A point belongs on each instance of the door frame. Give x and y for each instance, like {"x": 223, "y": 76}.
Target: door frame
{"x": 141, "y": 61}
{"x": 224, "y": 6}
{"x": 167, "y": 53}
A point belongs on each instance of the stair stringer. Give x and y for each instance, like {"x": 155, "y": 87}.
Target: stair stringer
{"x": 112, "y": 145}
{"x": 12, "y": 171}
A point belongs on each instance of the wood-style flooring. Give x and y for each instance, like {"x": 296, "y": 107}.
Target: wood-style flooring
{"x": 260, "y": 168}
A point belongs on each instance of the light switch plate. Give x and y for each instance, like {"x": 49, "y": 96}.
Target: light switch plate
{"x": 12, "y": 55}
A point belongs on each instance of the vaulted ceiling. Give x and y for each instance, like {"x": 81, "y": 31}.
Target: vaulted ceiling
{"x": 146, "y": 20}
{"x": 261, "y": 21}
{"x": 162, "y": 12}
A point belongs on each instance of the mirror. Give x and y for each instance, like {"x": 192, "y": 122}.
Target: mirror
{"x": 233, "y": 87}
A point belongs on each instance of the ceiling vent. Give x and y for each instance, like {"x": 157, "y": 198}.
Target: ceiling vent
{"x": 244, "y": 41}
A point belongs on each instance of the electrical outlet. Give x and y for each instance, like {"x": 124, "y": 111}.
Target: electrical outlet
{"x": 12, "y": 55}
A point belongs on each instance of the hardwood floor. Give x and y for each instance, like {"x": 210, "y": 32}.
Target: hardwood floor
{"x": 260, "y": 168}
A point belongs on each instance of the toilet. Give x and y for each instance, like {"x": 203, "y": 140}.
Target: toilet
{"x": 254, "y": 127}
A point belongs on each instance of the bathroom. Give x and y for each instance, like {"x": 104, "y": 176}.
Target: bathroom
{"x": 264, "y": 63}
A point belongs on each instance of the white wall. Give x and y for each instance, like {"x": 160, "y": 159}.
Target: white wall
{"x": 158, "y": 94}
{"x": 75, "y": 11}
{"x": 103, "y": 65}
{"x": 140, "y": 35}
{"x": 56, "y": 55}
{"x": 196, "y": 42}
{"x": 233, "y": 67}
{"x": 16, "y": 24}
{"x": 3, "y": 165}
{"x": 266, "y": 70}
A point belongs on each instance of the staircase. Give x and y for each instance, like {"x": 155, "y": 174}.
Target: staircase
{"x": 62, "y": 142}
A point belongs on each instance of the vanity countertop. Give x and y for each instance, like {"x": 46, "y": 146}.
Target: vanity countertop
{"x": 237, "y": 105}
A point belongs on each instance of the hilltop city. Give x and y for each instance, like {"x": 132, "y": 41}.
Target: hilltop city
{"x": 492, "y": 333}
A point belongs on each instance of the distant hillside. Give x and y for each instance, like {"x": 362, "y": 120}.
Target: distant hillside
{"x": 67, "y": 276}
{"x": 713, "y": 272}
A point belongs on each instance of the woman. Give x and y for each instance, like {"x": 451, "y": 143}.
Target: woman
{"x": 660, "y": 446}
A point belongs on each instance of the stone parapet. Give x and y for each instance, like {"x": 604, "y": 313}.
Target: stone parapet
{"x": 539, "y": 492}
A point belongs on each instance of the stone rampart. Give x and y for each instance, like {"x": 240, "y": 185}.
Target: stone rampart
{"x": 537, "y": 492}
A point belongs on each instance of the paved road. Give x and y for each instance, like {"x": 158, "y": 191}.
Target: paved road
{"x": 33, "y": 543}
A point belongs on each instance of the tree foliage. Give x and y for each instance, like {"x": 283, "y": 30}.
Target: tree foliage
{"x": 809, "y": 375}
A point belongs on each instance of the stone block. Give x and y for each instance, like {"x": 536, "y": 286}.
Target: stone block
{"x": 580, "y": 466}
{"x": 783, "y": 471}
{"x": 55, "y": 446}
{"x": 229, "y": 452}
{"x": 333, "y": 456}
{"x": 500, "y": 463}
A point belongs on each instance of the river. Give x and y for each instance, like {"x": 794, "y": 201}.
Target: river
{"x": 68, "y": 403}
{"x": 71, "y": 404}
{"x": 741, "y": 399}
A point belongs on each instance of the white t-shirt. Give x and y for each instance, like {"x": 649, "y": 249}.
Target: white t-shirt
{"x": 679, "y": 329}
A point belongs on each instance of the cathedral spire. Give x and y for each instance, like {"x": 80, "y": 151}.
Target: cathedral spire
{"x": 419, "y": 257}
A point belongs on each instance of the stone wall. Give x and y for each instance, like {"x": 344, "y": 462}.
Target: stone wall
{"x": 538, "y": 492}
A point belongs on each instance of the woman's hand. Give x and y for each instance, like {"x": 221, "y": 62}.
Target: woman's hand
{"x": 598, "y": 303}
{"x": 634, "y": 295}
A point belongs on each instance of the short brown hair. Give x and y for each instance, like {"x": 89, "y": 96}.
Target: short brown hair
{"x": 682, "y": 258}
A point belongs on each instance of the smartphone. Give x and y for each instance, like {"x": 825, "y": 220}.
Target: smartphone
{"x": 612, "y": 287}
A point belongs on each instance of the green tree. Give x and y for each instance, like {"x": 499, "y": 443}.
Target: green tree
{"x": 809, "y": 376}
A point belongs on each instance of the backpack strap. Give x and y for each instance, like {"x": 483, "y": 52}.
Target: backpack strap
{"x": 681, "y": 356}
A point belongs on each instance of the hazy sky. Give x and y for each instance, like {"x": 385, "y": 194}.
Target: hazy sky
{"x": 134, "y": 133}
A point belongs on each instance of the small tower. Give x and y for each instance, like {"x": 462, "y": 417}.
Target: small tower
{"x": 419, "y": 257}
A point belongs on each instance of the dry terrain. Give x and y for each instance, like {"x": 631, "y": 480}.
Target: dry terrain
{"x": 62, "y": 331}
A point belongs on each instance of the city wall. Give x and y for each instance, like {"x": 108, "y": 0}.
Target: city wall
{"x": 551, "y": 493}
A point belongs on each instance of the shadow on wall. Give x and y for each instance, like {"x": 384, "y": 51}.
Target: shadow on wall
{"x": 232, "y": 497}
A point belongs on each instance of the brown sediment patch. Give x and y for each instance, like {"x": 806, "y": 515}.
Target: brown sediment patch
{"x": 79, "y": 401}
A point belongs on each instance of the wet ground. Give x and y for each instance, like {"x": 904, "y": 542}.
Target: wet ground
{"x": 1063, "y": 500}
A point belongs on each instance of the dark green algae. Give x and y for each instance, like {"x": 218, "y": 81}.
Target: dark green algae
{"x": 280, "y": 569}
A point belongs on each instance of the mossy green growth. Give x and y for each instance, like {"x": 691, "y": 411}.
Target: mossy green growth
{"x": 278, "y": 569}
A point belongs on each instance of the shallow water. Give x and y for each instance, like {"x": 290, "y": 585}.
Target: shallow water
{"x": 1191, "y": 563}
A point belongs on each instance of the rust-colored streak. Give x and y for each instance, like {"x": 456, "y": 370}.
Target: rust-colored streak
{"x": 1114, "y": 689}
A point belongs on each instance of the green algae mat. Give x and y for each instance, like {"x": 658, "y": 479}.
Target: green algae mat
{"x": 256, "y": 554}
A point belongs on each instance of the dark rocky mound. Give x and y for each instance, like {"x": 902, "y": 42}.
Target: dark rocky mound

TASK TO COMPLETE: Repeat every entry above exactly, leaving nothing out.

FINAL ANSWER:
A point belongs on each instance of the door frame. Give x and y for each instance, like {"x": 223, "y": 76}.
Target: door frame
{"x": 141, "y": 61}
{"x": 224, "y": 6}
{"x": 167, "y": 53}
A point belongs on each instance of the stair stringer. Give x and y for each instance, like {"x": 155, "y": 87}.
Target: stair stringer
{"x": 112, "y": 145}
{"x": 12, "y": 171}
A point belongs on each instance of the wood-style flooring. Give x and y for each instance, like {"x": 296, "y": 107}.
Target: wood-style flooring
{"x": 260, "y": 168}
A point belongs on each instance of the light switch plate. Give x and y for each instance, like {"x": 49, "y": 96}.
Target: light switch plate
{"x": 12, "y": 55}
A point belongs on each instance of the vaulted ceiling. Give x and y for each instance, like {"x": 81, "y": 31}.
Target: vaulted ceiling
{"x": 146, "y": 20}
{"x": 261, "y": 21}
{"x": 162, "y": 12}
A point belongs on each instance of the mirror. Give x and y for each instance, like {"x": 192, "y": 122}.
Target: mirror
{"x": 233, "y": 87}
A point belongs on each instance of the ceiling vent. Give x and y for each instance, like {"x": 157, "y": 198}.
Target: ceiling vent
{"x": 244, "y": 41}
A point belongs on each instance of the electrical outlet. Give x and y for each instance, like {"x": 124, "y": 111}.
Target: electrical outlet
{"x": 12, "y": 55}
A point belongs on each instance of the hardwood floor. Give x and y for each instance, like {"x": 210, "y": 32}.
Target: hardwood floor
{"x": 260, "y": 168}
A point belongs on each instance of the toilet. Give x and y for each instance, like {"x": 203, "y": 140}.
Target: toilet
{"x": 254, "y": 127}
A point belongs on each instance of the bathroom. Give x and y for each instance, like {"x": 104, "y": 176}.
Target: bathroom
{"x": 264, "y": 63}
A point belongs on each instance of the white wall. Give x and y for each instance, like {"x": 160, "y": 159}.
Target: white wall
{"x": 158, "y": 94}
{"x": 75, "y": 11}
{"x": 103, "y": 65}
{"x": 140, "y": 35}
{"x": 56, "y": 55}
{"x": 196, "y": 42}
{"x": 233, "y": 67}
{"x": 16, "y": 24}
{"x": 3, "y": 165}
{"x": 266, "y": 70}
A point belongs on each instance of the staircase. Give x and y for each instance, like {"x": 155, "y": 174}.
Target: staircase
{"x": 62, "y": 142}
A point belongs on each instance of the vanity countertop. Give x and y for each instance, like {"x": 46, "y": 146}.
Target: vanity countertop
{"x": 237, "y": 105}
A point belongs on each instance of the hilltop city. Give x and y for each instance, like {"x": 132, "y": 41}.
Target: hilltop city
{"x": 492, "y": 333}
A point belongs on each instance of the distant hillside. Give x and y for each instance, like {"x": 362, "y": 120}.
Target: distant hillside
{"x": 67, "y": 276}
{"x": 713, "y": 272}
A point belongs on each instance of the woman. Give x and y for each instance, like {"x": 451, "y": 143}.
Target: woman
{"x": 660, "y": 446}
A point belongs on each instance of the stone parapet. Give x and y for each instance, like {"x": 604, "y": 313}.
Target: stone parapet
{"x": 539, "y": 492}
A point belongs on each instance of the stone rampart. Give x and y for each instance, like {"x": 240, "y": 185}.
Target: stone rampart
{"x": 537, "y": 492}
A point belongs on each instance of the paved road. Give x and y for each instance, like {"x": 158, "y": 191}.
Target: paved road
{"x": 33, "y": 543}
A point belongs on each instance of the tree foliage. Give x and y for each instance, like {"x": 283, "y": 30}.
Target: tree foliage
{"x": 809, "y": 375}
A point belongs on each instance of the stone block. Give x and y for each instance, like {"x": 536, "y": 286}.
Target: stone block
{"x": 580, "y": 466}
{"x": 783, "y": 471}
{"x": 55, "y": 446}
{"x": 229, "y": 452}
{"x": 333, "y": 456}
{"x": 500, "y": 463}
A point belongs on each instance of the river. Give x and y for each instance, like {"x": 794, "y": 201}.
Target: river
{"x": 68, "y": 403}
{"x": 71, "y": 404}
{"x": 741, "y": 399}
A point belongs on each instance of the white t-shirt. Give x and y for each instance, like {"x": 649, "y": 249}.
Target: white t-shirt
{"x": 679, "y": 329}
A point belongs on each instance of the cathedral spire. Give x and y for each instance, like {"x": 80, "y": 151}.
Target: cathedral spire
{"x": 419, "y": 257}
A point belongs on each instance of the stone wall. Give x and y for each instance, like {"x": 344, "y": 462}.
Target: stone wall
{"x": 538, "y": 492}
A point belongs on each instance of the woman's hand. Give x and y for each instance, like {"x": 221, "y": 62}.
Target: woman's hand
{"x": 598, "y": 303}
{"x": 634, "y": 295}
A point belongs on each instance of the short brown hair. Give x and y for each instance, like {"x": 89, "y": 96}.
Target: short brown hair
{"x": 682, "y": 258}
A point belongs on each instance of the smartphone. Give x and y for each instance, like {"x": 825, "y": 220}.
Target: smartphone
{"x": 612, "y": 287}
A point belongs on each instance of the green tree. Give x and y for each instance, like {"x": 499, "y": 443}.
Target: green tree
{"x": 809, "y": 376}
A point belongs on each instance of the backpack strap. Give x and y for each instance, like {"x": 483, "y": 52}.
Target: backpack strap
{"x": 681, "y": 356}
A point belongs on each instance of the hazy sky. Give x and y for each instance, like {"x": 385, "y": 194}.
Target: hazy sky
{"x": 134, "y": 133}
A point belongs on each instance of the small tower. Give x and y for each instance, like {"x": 462, "y": 417}.
Target: small tower
{"x": 419, "y": 257}
A point belongs on each instance of the dry terrain. Give x and y for each instance, like {"x": 631, "y": 480}.
Target: dry terrain
{"x": 62, "y": 331}
A point belongs on each instance of the city wall. Give x and y for each instance, like {"x": 108, "y": 0}.
Target: city wall
{"x": 551, "y": 493}
A point belongs on each instance of the shadow on wall. Give x and y for each instance, like {"x": 384, "y": 51}.
Target: shadow on wall
{"x": 232, "y": 497}
A point belongs on each instance of the brown sediment patch. Give x and y for each instance, like {"x": 806, "y": 515}.
Target: brown sediment patch
{"x": 79, "y": 401}
A point belongs on each instance of the wet ground. Give x and y for each instance, like {"x": 904, "y": 542}.
Target: wet ground
{"x": 1063, "y": 500}
A point belongs on each instance of the dark green algae. Give x and y for each instance, like {"x": 218, "y": 81}.
Target: dark green algae
{"x": 280, "y": 569}
A point belongs on each instance of the mossy green growth. Give x and y for each instance, like {"x": 691, "y": 411}.
Target: mossy green growth
{"x": 278, "y": 569}
A point belongs on each instance of the shallow water. Give x and y for each instance, like {"x": 290, "y": 585}.
Target: shallow water
{"x": 1191, "y": 563}
A point belongs on each instance of the rust-colored streak. Give x and y for each instance, like {"x": 456, "y": 370}.
Target: rust-colored streak
{"x": 1114, "y": 689}
A point belongs on each instance of the green algae mat. Give x and y for each instance, like {"x": 658, "y": 479}.
Target: green algae mat
{"x": 256, "y": 554}
A point belongs on each instance of the dark rocky mound. Give x and y for each instance, like {"x": 902, "y": 42}.
Target: dark rocky mound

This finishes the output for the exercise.